Output every line of the data below verbatim, without changing anything.
☆ ☆ ☆ ☆ ☆
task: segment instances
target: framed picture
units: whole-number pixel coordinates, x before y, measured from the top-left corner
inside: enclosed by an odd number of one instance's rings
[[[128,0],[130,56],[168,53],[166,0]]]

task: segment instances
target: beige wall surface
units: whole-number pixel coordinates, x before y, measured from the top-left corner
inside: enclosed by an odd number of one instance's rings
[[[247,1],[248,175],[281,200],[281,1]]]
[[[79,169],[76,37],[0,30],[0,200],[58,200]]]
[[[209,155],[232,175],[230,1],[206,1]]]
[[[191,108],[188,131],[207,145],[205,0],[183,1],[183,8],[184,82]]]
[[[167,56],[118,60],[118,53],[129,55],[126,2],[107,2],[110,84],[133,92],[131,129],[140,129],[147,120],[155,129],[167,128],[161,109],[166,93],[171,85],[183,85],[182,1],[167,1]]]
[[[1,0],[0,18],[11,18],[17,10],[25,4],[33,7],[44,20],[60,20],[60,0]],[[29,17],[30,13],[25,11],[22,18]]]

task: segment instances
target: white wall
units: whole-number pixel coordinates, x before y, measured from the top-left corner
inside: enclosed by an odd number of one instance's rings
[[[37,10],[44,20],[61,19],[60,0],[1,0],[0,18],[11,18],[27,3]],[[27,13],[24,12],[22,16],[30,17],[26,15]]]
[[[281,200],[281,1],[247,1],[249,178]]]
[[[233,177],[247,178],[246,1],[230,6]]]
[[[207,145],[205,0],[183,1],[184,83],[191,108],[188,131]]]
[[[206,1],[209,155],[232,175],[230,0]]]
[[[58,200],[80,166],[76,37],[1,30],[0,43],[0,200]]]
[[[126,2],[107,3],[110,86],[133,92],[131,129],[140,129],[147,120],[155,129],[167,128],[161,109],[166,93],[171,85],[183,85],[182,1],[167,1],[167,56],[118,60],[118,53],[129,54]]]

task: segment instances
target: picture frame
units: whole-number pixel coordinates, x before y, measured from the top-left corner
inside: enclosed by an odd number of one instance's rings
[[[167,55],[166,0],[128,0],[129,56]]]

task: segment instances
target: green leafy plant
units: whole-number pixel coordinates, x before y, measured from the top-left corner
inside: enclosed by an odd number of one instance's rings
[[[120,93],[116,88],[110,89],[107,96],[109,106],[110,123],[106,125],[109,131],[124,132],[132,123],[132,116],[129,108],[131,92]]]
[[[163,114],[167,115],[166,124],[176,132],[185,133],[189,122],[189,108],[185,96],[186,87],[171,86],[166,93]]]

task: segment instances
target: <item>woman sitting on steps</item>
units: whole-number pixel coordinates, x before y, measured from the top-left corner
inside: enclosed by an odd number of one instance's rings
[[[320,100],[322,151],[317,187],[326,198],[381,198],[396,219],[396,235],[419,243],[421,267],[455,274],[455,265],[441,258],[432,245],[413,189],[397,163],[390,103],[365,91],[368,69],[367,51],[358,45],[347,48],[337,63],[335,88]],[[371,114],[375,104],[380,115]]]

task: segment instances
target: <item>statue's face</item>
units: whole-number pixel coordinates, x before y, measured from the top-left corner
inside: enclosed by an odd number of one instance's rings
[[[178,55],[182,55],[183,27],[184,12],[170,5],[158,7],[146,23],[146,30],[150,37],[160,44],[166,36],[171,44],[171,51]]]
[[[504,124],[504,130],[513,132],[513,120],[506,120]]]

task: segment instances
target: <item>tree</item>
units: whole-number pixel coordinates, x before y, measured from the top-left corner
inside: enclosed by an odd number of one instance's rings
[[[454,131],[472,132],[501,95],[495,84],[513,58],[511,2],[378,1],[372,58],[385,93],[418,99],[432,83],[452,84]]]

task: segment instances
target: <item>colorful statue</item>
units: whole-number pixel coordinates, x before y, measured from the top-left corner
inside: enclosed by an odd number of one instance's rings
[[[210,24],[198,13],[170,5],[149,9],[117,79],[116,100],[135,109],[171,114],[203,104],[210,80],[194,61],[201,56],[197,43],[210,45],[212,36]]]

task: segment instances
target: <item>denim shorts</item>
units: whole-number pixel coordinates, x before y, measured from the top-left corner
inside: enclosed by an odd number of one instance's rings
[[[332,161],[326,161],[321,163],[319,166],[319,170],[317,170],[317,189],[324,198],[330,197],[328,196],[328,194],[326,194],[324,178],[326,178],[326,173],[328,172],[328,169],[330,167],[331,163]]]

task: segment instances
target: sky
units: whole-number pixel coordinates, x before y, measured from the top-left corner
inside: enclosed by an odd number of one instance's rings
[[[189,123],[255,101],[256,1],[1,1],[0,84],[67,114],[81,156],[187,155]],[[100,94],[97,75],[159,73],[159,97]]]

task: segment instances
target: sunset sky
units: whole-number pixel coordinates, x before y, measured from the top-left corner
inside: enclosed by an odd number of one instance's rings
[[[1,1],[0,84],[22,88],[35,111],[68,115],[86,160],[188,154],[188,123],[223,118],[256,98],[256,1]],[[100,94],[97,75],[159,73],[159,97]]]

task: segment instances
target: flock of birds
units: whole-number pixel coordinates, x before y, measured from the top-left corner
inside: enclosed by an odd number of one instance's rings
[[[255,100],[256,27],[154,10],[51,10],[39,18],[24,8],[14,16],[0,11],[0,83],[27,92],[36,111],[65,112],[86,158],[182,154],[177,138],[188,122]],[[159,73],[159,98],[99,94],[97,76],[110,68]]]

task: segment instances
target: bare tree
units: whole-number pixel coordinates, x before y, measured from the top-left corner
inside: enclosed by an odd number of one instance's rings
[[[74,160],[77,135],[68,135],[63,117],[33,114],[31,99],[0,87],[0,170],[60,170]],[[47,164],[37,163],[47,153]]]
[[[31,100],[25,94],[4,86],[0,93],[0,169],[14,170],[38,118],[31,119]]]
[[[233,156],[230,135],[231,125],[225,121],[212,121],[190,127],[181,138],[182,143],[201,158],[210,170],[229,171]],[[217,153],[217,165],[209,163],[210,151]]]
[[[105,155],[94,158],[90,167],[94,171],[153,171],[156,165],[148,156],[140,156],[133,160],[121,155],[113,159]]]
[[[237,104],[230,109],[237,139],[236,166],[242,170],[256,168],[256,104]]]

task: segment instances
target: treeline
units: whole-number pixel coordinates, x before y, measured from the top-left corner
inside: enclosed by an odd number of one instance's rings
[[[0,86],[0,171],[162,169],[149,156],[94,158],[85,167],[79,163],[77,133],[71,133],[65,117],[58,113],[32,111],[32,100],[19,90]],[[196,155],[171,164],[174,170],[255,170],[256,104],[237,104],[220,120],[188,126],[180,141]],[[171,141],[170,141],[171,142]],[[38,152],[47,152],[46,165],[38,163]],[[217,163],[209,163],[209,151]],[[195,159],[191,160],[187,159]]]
☆ ☆ ☆ ☆ ☆
## Problem solution
task: segment instances
target: framed picture
units: whole-number pixel coordinates, x before y, measured from the top-left corner
inside: enclosed by an odd number of one instance's rings
[[[128,0],[130,56],[168,53],[166,0]]]

task: segment instances
target: beige wall surface
units: whole-number pixel coordinates, x before y, measured from the top-left corner
inside: enclosed by an odd number of one instance's rings
[[[247,1],[248,175],[281,200],[281,1]]]
[[[79,169],[76,37],[0,30],[0,200],[58,200]]]
[[[209,155],[232,175],[230,1],[206,1]]]
[[[191,108],[188,131],[207,145],[205,0],[183,1],[183,8],[184,82]]]
[[[167,56],[118,60],[118,53],[129,55],[126,2],[107,2],[110,84],[133,92],[131,129],[140,129],[147,120],[155,129],[167,128],[161,109],[166,93],[171,85],[183,85],[182,1],[167,1]]]
[[[1,0],[0,18],[11,18],[17,10],[25,4],[33,7],[44,20],[60,20],[60,0]],[[29,17],[30,13],[25,11],[22,18]]]

task: segment instances
target: white wall
units: whole-number pixel coordinates, x before y, measured from the top-left corner
inside: enclosed by an odd number of one instance's rings
[[[37,10],[44,20],[61,19],[60,0],[1,0],[0,18],[11,18],[27,3]],[[27,13],[24,12],[22,16],[30,17],[26,15]]]
[[[281,200],[281,1],[247,1],[249,178]]]
[[[233,177],[247,178],[246,1],[230,6]]]
[[[207,145],[205,0],[183,1],[184,83],[191,108],[188,131]]]
[[[206,1],[209,155],[232,175],[230,0]]]
[[[58,200],[80,166],[76,37],[1,30],[0,43],[0,200]]]
[[[126,2],[107,3],[110,86],[133,92],[131,129],[140,129],[147,120],[155,129],[167,128],[161,109],[166,93],[171,85],[183,85],[182,1],[167,1],[167,56],[118,60],[118,53],[129,54]]]

task: segment instances
target: picture frame
units: whole-number pixel coordinates, x before y, measured from the top-left corner
inside: enclosed by an odd number of one instance's rings
[[[167,55],[166,0],[128,0],[129,56]]]

task: segment instances
target: green leafy plant
units: whole-number pixel coordinates, x before y, measured from the top-left corner
inside: enclosed by an odd number of one instance's rings
[[[120,93],[116,88],[110,89],[107,96],[109,106],[110,123],[106,125],[109,131],[124,132],[132,123],[132,116],[129,108],[131,92]]]
[[[163,114],[167,115],[166,124],[176,132],[185,133],[189,122],[189,108],[185,96],[186,87],[171,86],[166,93]]]

task: segment instances
target: <item>woman sitting on steps</item>
units: whole-number pixel coordinates, x before y, measured from the top-left corner
inside: enclosed by an odd number of one instance's rings
[[[320,100],[322,151],[317,187],[326,198],[381,198],[396,219],[396,235],[419,243],[421,267],[455,274],[455,265],[441,258],[432,245],[413,189],[397,163],[390,103],[365,91],[368,69],[367,51],[358,45],[347,48],[337,63],[335,88]],[[371,114],[375,104],[380,115]]]

task: segment instances
target: <item>statue's face</item>
units: whole-number pixel coordinates, x before y, measured from the top-left corner
inside: enclosed by an odd number of one instance's rings
[[[178,55],[182,55],[183,27],[184,12],[170,5],[158,7],[146,23],[146,30],[150,37],[160,44],[166,36],[171,44],[171,51]]]
[[[504,124],[504,130],[513,132],[513,120],[506,120]]]

task: segment instances
target: <item>tree</item>
units: whole-number pixel coordinates, x before y, measured from the top-left corner
inside: enclosed by an odd number of one instance's rings
[[[454,131],[472,132],[501,95],[495,84],[513,58],[511,2],[378,1],[372,58],[385,93],[418,99],[432,83],[452,84]]]

task: segment instances
target: <item>colorful statue</item>
units: whole-number pixel coordinates, x before y, measured from the top-left corner
inside: enclosed by an odd number of one instance's rings
[[[210,24],[198,13],[170,5],[149,9],[117,79],[116,100],[135,109],[171,114],[203,104],[210,80],[194,61],[201,56],[197,43],[210,45],[212,36]]]

task: segment instances
target: <item>denim shorts</item>
units: whole-number pixel coordinates, x before y, measured from the top-left corner
inside: enclosed by an odd number of one instance's rings
[[[332,161],[326,161],[321,163],[319,166],[319,170],[317,170],[317,189],[324,198],[330,197],[328,196],[328,194],[326,194],[324,178],[326,178],[326,173],[328,172],[328,169],[330,167],[331,163]]]

task: segment instances
target: sky
units: whole-number pixel coordinates, x before y, measured from the top-left corner
inside: enclosed by an odd number of one instance's rings
[[[189,123],[255,101],[256,1],[1,1],[0,84],[67,114],[81,156],[187,155]],[[100,94],[97,75],[159,73],[159,97]]]

task: segment instances
target: sunset sky
units: whole-number pixel coordinates, x before y, measured from the top-left corner
inside: enclosed by an odd number of one instance's rings
[[[1,1],[0,84],[22,88],[35,111],[68,115],[86,160],[188,154],[188,123],[223,118],[256,98],[256,1]],[[100,94],[97,75],[159,73],[159,97]]]

task: segment instances
target: flock of birds
units: whole-number pixel coordinates, x before y, measured from the top-left corner
inside: enclosed by an odd number of one instance's rings
[[[255,100],[256,27],[154,10],[51,10],[39,18],[24,8],[14,16],[0,11],[0,83],[27,92],[36,111],[65,112],[86,158],[182,154],[177,138],[188,122]],[[159,73],[159,98],[99,94],[97,76],[110,68]]]

task: segment instances
target: bare tree
units: whole-number pixel coordinates, x before y, measured from the top-left corner
inside: enclosed by an odd number of one instance's rings
[[[74,160],[77,135],[68,135],[63,117],[33,114],[31,99],[0,87],[0,170],[60,170]],[[47,164],[37,163],[47,153]]]
[[[31,100],[25,94],[4,86],[0,93],[0,169],[14,170],[38,118],[31,119]]]
[[[233,156],[230,135],[231,125],[225,121],[212,121],[190,127],[181,138],[182,143],[201,158],[210,170],[229,171]],[[217,153],[217,165],[209,163],[210,151]]]
[[[105,155],[94,158],[90,167],[94,171],[153,171],[156,165],[148,156],[140,156],[133,160],[121,155],[113,159]]]
[[[237,104],[230,109],[237,139],[236,166],[242,170],[256,168],[256,104]]]

task: segment instances
target: treeline
units: whole-number pixel coordinates, x before y, measured from the top-left corner
inside: enclosed by an odd number of one instance's rings
[[[0,86],[0,171],[162,169],[149,156],[94,158],[85,167],[79,163],[77,133],[71,133],[65,117],[58,113],[32,111],[32,100],[19,90]],[[196,155],[171,164],[174,170],[255,170],[256,104],[237,104],[220,120],[188,126],[180,141]],[[171,141],[170,141],[171,142]],[[38,152],[47,152],[46,165],[38,163]],[[217,163],[209,163],[209,151]],[[195,159],[191,160],[187,159]]]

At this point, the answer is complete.